Schreiben Sie aus dem Seitenauszug über die Rentenmärkte den Abschnitt von "Brüche in alten" bis einschließlich "zukünftige Renditeentwicklung abzugeben." wortgetreu ab.

··· Seitenauszug

Brüche in alten Reaktionsmustern

Und dann gibt es Zeiten, in denen die Rentenmärkten mit dem Rüstzeug der alten Reaktionsmuster nur schwer zu interpretieren sind. Wenn beispielsweise die Inflation kräftig sinkt und die Renditen dann einen Sprung nach oben machen. Oder wenn die Aktienkurse einbrechen, ohne dass die Renditen hinterherziehen. Genau diese Brüche mit alten Mustern sind in den vergangenen Wochen verstärkt zu beobachten. Wenn man sie nicht versteht, wird es noch schwieriger als es ohnehin schon ist, eine Abschätzung über die zukünftige Renditeentwicklung abzugeben.

Von der Deflations- zur Inflationsangst

Kurzer Rückblick: Nachdem die EZB in den vergangenen zehn Jahren Mühe hatte, eine deflationäre Abwärtsspirale zu verhindern, geht es seit Ende 2021 darum, den plötzlichen Anstieg der Inflation wieder einzudämmen. Diesen Kampf hat die Notenbank aufgenommen, in dem sie die raschesten Zinserhöhungen seit dem Bestehen der Eurozone umgesetzt hat. Die Rentenmärkte reagierten auf die straffere Geldpolitik grundsätzlich so, wie es zu erwarten war. Die kurzfristigen Renditen stiegen, weil sie stark an den Leitzinsen verankert sind. Die langfristigen Renditen gingen wesentlich langsamer nach oben, sodass sich die Zinsstruktur (zehnjährige minus zweijährige Bundrenditen) auf bis zu 80 Basispunkte invertierte. Die Inversion der Zinsstruktur ist durchaus ein Phänomen, dass typisch ist für Phasen, in denen die Notenbank die kurzfristigen Zinsen anhebt.

Inversion normalisiert sich vom langen Ende

Untypisch ist dagegen, dass die Inversion der Zinsstruktur sich nunmehr allmählich auflöst, ohne dass es zu Leitzinssenkungen gekommen wäre. D.h. dieses Mal scheint sich die Zinsstruktur vom langen Ende her zu normalisieren, sprich: Die langfristigen Renditen steigen nunmehr nachgelagert an, obwohl sich eine Rezession abzeichnet und die Inflation rückläufig ist. Damit dürften viele Investoren auf dem falschen Fuß erwischt worden sein.

······
··· Lernmaterial

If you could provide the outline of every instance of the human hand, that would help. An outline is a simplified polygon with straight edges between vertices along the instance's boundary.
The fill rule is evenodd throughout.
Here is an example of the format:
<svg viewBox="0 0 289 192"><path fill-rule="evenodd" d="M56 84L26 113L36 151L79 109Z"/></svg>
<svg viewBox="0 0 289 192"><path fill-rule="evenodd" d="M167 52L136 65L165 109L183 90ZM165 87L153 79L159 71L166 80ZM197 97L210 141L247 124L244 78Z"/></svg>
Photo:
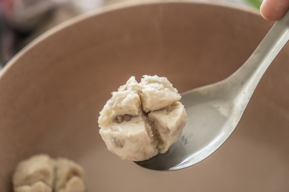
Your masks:
<svg viewBox="0 0 289 192"><path fill-rule="evenodd" d="M289 0L264 0L260 7L261 14L268 20L281 19L289 8Z"/></svg>

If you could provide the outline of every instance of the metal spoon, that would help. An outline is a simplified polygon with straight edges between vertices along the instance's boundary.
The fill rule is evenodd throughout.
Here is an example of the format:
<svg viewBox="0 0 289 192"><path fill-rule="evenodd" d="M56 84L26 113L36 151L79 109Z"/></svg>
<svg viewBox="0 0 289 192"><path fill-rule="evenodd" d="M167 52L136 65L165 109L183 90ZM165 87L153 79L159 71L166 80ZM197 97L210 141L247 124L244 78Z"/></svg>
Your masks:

······

● **Ausgabe**:
Brüche in alten Reaktionsmustern

Und dann gibt es Zeiten, in denen die Rentenmärkten mit dem Rüstzeug der alten Reaktionsmuster nur schwer zu interpretieren sind. Wenn beispielsweise die Inflation kräftig sinkt und die Renditen dann einen Sprung nach oben machen. Oder wenn die Aktienkurse einbrechen, ohne dass die Renditen hinterherziehen. Genau diese Brüche mit alten Mustern sind in den vergangenen Wochen verstärkt zu beobachten. Wenn man sie nicht versteht, wird es noch schwieriger als es ohnehin schon ist, eine Abschätzung über die zukünftige Renditeentwicklung abzugeben.